TASK TO CARRY OUT: Display, copied in full, each line of the records below that contains the word "above". Treat uppercase and lowercase letters as distinct.

RAW RECORDS:
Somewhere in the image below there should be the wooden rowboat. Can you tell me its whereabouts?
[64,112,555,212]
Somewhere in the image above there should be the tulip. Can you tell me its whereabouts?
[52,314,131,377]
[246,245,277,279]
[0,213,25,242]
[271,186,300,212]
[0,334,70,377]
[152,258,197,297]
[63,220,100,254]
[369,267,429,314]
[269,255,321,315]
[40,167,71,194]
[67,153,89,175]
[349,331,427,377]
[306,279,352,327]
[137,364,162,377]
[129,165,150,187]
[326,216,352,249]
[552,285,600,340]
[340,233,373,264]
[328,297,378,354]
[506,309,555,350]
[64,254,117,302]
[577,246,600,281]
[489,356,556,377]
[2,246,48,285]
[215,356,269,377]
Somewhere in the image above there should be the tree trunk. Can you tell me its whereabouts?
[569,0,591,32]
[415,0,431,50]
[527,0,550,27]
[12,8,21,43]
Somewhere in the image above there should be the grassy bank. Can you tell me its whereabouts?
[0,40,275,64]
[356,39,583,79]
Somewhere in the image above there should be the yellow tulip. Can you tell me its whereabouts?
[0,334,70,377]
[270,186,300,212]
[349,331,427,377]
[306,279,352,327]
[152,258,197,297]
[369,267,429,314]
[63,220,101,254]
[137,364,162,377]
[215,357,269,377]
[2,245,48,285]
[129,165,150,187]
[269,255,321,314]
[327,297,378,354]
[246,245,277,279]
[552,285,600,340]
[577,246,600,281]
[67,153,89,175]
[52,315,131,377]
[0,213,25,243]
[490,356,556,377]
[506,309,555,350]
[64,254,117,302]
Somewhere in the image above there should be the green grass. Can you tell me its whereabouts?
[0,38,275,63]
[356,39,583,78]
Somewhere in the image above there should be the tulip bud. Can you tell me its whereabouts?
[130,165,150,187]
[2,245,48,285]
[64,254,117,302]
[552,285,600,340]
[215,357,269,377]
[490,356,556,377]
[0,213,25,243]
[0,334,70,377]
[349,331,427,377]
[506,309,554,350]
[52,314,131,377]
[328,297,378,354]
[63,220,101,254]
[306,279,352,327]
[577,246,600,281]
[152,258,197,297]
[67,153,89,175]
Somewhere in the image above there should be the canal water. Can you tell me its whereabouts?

CORRECT ANSWER:
Somewhere in the image above there should be the tulip. Can you tell me its whereabouts?
Somewhere in the image above there should be the tree trunk. Can you tell me its whereabouts?
Somewhere in the image above there should be the grassy bank. Can you tell me its whereabouts?
Somewhere in the image above there should be the yellow tulip. Can you tell me its whereabouts?
Somewhere in the image above there should be the green grass. Can you tell me its whereabouts?
Somewhere in the image above there should be the tulip bud. Can you tell me its whereabouts?
Somewhere in the image above there should be the canal water. Can you tell me its whereabouts?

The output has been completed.